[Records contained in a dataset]
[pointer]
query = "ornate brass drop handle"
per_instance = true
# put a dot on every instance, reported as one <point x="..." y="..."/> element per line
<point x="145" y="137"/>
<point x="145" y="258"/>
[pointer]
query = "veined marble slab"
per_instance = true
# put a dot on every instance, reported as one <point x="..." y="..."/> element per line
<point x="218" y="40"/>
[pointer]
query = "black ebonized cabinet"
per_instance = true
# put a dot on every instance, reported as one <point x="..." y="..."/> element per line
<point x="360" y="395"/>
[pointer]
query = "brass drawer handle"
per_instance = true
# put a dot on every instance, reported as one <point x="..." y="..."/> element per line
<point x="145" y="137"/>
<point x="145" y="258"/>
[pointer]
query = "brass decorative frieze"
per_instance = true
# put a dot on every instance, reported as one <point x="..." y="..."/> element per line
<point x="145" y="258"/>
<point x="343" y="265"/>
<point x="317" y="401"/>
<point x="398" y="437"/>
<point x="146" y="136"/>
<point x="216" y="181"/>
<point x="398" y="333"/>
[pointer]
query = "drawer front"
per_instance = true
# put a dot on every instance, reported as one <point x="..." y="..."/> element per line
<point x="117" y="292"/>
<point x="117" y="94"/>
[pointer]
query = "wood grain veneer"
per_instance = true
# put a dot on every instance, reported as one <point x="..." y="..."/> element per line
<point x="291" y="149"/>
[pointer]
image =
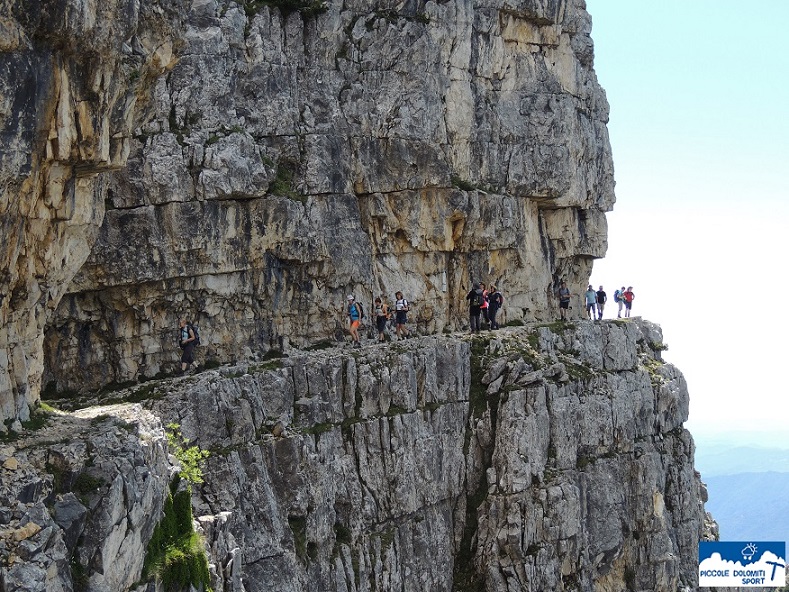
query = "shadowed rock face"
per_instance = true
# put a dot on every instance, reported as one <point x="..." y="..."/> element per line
<point x="284" y="161"/>
<point x="71" y="91"/>
<point x="549" y="457"/>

# Work order:
The answer must be every line from the entries above that holds the string "brass".

# Reply:
query = "ornate brass drop handle"
query = "brass drawer handle"
query = "brass decorative frieze"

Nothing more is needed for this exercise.